パウロは教会内の倫理的問題を取り扱っていきます。コリントの教会では、クリスチャンがクリスチャンを相手にして訴訟を起こすといった事態が起こっていました。

 

あなたがたの中には、仲間の者と争いを起こしたとき、それを聖徒たちに訴えないで、あえて、正しくない人たちに訴え出るような人がいるのでしょうか。(6:1)

 

この箇所で問題にされているのは、「仲間の者と争いを起こしたとき」に教会内で解決することができずに裁判にしたということです。ハーベストタイムミニストリーの中川健一牧師は「この訴訟は、刑事裁判ではなく、民事裁判です。刑事裁判の場合は、ローマの法律で裁かれるのが妥当というのがパウロの見解です。(ローマ13章)」 と解説しています*1

 

この箇所が訴えているのは「教会は物事の本質を見抜き、適切な判断、仲裁をできる力を持つべきである」ということです。パウロはここで、主イエスが再臨された後の王国においてクリスチャンたちが全世界を裁く存在になることを教えます。そのような存在として選ばれているのに、どうして小さな問題を裁くことができず、裁判に訴えるような醜態をさらしているのか、とパウロは問うているのです。

 

そもそも、互いに訴え合うことが、すでにあなたがたの敗北です。なぜ、むしろ不正をも甘んじて受けないのですか。なぜ、むしろだまされていないのですか。ところが、それどころか、あなたがたは、不正を行なう、だまし取る、しかもそのようなことを兄弟に対してしているのです。(6:7-8)

 

当然ながら、これは教会内で不正やだまし取ることを奨励しているわけではありません。しかし、パウロはこのような強い表現を用いて、クリスチャン共同体の本質を教えようとしています。その本質とは「与え合うこと」です。互いに奪い合うこと、互いに訴え合うこと、互いに足を引っ張り合うことは敗北です。主の助けの中で、与え合い、仕え合い、励まし合い、赦し合うことを積極的に行っていきたいと思います。

 

 

神の国を相続できない者たち

 

あなたがたは、正しくない者は神の国を相続できないことを、知らないのですか。だまされてはいけません。不品行な者、偶像を礼拝する者、姦淫をする者、男娼となる者、男色をする者、盗む者、貪欲な者、酒に酔う者、そしる者、略奪する者はみな、神の国を相続することができません。(6:9-10)

 

だまされてはいけません。世の中の声がなんと言おうと、神の基準はこのように語ります。これらのことは罪であり、これらのことを習慣的に行っていながら何の咎めも感じない者たちは、神の国と何の関わりもない者たちです。もし、この箇所を読んで心を刺された人がいるなら、ぜひ悔い改めの祈りを捧げ、十字架の血潮による赦しを求めてください。さらに、あなたがその罪から離れることができるよう助けを求めましょう。

 

 

聖なる者、義と認められた者たち

 

あなたがたの中のある人たちは以前はそのような者でした。しかし、主イエス・キリストの御名と私たちの神の御霊によって、あなたがたは洗われ、聖なる者とされ、義と認められたのです。(6:11)

保存済みの行:

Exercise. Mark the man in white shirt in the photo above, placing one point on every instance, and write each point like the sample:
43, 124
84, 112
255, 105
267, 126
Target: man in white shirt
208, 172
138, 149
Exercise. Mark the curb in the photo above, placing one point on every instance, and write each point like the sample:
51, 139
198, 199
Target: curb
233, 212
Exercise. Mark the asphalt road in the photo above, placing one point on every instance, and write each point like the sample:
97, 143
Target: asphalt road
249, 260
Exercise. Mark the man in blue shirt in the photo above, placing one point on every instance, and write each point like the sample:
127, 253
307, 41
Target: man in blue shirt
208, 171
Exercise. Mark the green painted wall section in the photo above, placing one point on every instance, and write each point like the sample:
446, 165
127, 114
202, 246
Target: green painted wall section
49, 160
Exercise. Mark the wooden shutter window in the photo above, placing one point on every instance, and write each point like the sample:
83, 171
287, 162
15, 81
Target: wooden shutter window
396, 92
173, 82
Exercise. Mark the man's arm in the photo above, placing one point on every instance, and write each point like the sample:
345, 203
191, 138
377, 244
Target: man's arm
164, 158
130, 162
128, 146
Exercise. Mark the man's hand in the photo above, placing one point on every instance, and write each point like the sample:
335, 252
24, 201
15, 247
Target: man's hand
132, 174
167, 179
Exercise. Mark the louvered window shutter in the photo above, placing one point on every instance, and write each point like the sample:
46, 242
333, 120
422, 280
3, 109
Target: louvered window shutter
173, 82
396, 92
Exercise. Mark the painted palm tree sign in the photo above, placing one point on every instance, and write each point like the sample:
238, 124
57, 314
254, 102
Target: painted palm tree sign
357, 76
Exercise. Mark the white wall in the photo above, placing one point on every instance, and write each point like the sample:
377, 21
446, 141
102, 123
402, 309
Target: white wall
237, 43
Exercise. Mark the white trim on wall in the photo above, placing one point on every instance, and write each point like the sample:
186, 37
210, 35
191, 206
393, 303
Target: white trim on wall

課題:
コリント書6章の解説を、最後の文の後から続けて書いてください。 これらの行は、コリント書6章の解説とは別の資料です。

最終結果:
私たちは皆、そもそも神の国を相続できないはずの者たちでした。神の怒りによる裁き、完全な滅びがふさわしい者たちでした。しかし、主イエスの為してくださった業とそれを信頼できるよう導く御霊の働きにより、私たちは新しく生まれ、罪が洗いきよめられました。今や私たちは、聖なる者(特別に分けられた存在)であり、義と認められた者(神との関係に何の傷もない存在)とされたのです!

 

 

キリスト者の自由

 

そのような私たちには「自由」が与えられています。それは好き勝手に生きる自由ではありません。好き勝手に生きる人は、実は自分の肉欲によってがんじがらめに支配されています。自分のためにならないことを喜んでやってしまうという悲惨な状態です。

 

パウロはここで性的な不品行を取り上げますが、多くの人々がこの問題で家庭を破壊したり、仕事や社会的地位を失ったり、誰かを深く傷つけたり、生涯拭い去れない後悔を抱くようになったりしています。「そんなことは俺の自由だ。誰にもとやかく言われたくない」とうそぶく人々もいますが、そのような罪を犯すことを望んでしまうこと自体、自由ではなく罪の奴隷として生きてしまっている証しなのです*2

 

真の自由とは、本当に善いこと、神に喜ばれること、他者にも自分にも益になることを喜んで実行できる状態です。パウロはそのような「キリスト者の自由」を生きていました。そして、コリントの人々に対して、そして、私たちに対してもそのような生き方を勧めているのです。ちなみに、この「キリスト者の自由」という言葉は宗教改革者マルチン・ルターのテーマでもありました。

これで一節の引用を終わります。